= What you have to do =
Repeat every record exactly as written.

----

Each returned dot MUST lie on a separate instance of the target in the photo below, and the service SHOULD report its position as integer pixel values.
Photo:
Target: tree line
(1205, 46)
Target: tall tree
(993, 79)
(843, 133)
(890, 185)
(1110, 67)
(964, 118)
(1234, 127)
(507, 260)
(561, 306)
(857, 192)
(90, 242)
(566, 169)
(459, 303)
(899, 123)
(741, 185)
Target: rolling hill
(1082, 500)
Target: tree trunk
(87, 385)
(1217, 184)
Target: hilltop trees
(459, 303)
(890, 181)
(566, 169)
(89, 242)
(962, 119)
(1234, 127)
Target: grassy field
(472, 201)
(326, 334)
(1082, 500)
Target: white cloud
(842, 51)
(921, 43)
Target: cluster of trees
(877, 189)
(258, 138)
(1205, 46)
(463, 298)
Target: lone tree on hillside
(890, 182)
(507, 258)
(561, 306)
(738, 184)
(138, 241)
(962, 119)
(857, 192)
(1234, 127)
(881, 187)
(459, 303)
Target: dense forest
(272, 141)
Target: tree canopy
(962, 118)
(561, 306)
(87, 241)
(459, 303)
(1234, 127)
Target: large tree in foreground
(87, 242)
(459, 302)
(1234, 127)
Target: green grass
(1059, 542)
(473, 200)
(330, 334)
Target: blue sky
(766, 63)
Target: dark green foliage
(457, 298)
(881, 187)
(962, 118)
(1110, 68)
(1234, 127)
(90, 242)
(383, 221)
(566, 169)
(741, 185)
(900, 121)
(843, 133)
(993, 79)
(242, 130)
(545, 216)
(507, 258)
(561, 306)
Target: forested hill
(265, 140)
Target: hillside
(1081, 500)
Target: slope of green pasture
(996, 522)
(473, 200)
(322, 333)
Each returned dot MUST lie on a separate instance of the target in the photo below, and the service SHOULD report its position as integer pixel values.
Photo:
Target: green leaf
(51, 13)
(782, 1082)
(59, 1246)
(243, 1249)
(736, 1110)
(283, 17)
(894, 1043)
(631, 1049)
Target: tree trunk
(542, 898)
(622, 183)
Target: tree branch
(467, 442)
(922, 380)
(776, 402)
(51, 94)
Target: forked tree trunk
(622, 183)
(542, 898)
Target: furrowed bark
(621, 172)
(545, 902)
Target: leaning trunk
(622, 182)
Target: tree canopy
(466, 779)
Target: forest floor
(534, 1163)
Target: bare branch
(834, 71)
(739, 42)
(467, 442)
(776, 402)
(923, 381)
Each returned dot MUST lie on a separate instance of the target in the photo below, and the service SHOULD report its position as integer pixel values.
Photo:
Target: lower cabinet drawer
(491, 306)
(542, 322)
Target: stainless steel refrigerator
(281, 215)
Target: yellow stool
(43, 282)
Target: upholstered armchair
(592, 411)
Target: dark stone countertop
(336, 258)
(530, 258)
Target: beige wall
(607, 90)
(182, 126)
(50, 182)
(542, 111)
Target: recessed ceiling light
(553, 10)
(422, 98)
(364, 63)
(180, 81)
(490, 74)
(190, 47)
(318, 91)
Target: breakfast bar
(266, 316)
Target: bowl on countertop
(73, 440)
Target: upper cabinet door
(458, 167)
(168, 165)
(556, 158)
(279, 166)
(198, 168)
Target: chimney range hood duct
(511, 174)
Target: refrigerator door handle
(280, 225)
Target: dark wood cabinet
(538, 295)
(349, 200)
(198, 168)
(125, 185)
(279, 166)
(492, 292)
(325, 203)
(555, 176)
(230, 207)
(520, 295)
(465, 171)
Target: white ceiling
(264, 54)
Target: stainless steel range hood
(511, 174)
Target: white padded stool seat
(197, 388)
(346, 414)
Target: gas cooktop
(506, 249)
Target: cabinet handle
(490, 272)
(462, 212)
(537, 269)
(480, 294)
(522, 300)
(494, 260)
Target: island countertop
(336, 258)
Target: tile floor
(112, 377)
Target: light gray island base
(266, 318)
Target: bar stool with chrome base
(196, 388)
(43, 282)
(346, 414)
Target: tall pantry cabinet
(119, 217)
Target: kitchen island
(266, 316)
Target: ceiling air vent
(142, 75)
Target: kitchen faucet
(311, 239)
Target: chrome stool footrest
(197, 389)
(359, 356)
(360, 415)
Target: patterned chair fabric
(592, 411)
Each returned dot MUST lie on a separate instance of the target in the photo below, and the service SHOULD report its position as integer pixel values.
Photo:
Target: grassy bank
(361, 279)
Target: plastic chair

----

= Result of this exercise =
Each returned dot MUST lie on a separate instance of the target in the photo below, and the service SHOULD report its position as integer pixel values.
Photo:
Target: tree line
(1205, 46)
Target: tall tree
(993, 79)
(843, 133)
(890, 185)
(1110, 67)
(964, 118)
(1234, 127)
(507, 260)
(561, 306)
(857, 192)
(90, 242)
(566, 169)
(459, 303)
(899, 123)
(741, 185)
Target: rolling hill
(1082, 500)
Target: tree trunk
(87, 385)
(1217, 184)
Target: hilltop trees
(459, 303)
(890, 181)
(566, 169)
(89, 242)
(962, 119)
(1234, 127)
Target: grassy field
(472, 201)
(326, 334)
(1082, 500)
Target: white cloud
(842, 51)
(921, 43)
Target: cluster of trees
(877, 189)
(258, 138)
(1205, 46)
(463, 298)
Target: lone tree on hillside
(890, 182)
(507, 258)
(561, 306)
(738, 184)
(138, 241)
(962, 119)
(857, 192)
(1234, 127)
(881, 187)
(459, 303)
Target: dense forest
(272, 141)
Target: tree canopy
(962, 118)
(561, 306)
(87, 241)
(459, 303)
(1234, 127)
Target: large tree in foreground
(87, 242)
(459, 302)
(1234, 127)
Target: green grass
(1059, 542)
(473, 200)
(330, 334)
Target: blue sky
(766, 63)
Target: dark green foliage
(457, 298)
(881, 187)
(962, 118)
(1110, 68)
(1234, 127)
(90, 242)
(383, 221)
(566, 169)
(741, 185)
(900, 121)
(843, 133)
(993, 79)
(242, 130)
(545, 216)
(507, 258)
(561, 306)
Target: forested hill
(265, 140)
Target: hillside
(1081, 500)
Target: slope of green pasture
(996, 522)
(473, 200)
(322, 333)
Each returned dot MUST lie on a separate instance of the target in the photo below, and the service SHOULD report its position as integer pixel values.
Photo:
Target: green leaf
(51, 13)
(782, 1082)
(59, 1246)
(243, 1249)
(736, 1110)
(283, 17)
(894, 1043)
(631, 1049)
Target: tree trunk
(542, 898)
(622, 183)
Target: tree branch
(467, 442)
(922, 380)
(776, 402)
(51, 94)
Target: forked tree trunk
(622, 183)
(542, 898)
Target: furrowed bark
(621, 172)
(545, 902)
Target: leaning trunk
(622, 182)
Target: tree canopy
(466, 779)
Target: forest floor
(534, 1163)
Target: bare branch
(834, 71)
(739, 42)
(467, 442)
(776, 402)
(923, 381)
Each returned dot MUST lie on a separate instance of the target in the photo below, and the service SHOULD report its position as integer pixel values.
Photo:
Target: lower cabinet drawer
(491, 306)
(542, 322)
Target: stainless steel refrigerator
(281, 215)
Target: yellow stool
(43, 282)
Target: upholstered armchair
(592, 411)
Target: dark stone countertop
(336, 258)
(530, 258)
Target: beige wall
(607, 90)
(182, 126)
(50, 182)
(542, 111)
Target: recessed ceiling light
(553, 10)
(422, 98)
(364, 63)
(180, 81)
(490, 74)
(190, 47)
(318, 91)
Target: breakfast bar
(266, 316)
Target: bowl on countertop
(73, 440)
Target: upper cabinet door
(458, 167)
(168, 165)
(556, 158)
(279, 166)
(198, 168)
Target: chimney range hood duct
(511, 174)
Target: refrigerator door handle
(280, 225)
Target: dark wood cabinet
(538, 295)
(349, 200)
(198, 168)
(125, 185)
(279, 166)
(492, 292)
(325, 203)
(555, 176)
(230, 207)
(520, 295)
(465, 171)
Target: white ceiling
(264, 54)
Target: stainless steel range hood
(511, 174)
Target: white padded stool seat
(197, 388)
(346, 414)
Target: gas cooktop
(506, 249)
Target: cabinet handle
(490, 272)
(462, 212)
(537, 269)
(480, 294)
(522, 300)
(494, 260)
Target: island countertop
(336, 258)
Target: tile floor
(112, 377)
Target: light gray island base
(266, 318)
Target: bar stool with chrome base
(196, 388)
(43, 282)
(346, 414)
Target: tall pantry cabinet
(119, 217)
Target: kitchen island
(266, 316)
Target: ceiling air vent
(142, 75)
Target: kitchen faucet
(311, 239)
Target: chrome stool footrest
(197, 389)
(359, 356)
(360, 415)
Target: patterned chair fabric
(592, 411)
Each returned dot MUST lie on a separate instance of the target in the photo below, and the service SHOULD report its position as integer pixel values.
Photo:
Target: grassy bank
(361, 279)
Target: plastic chair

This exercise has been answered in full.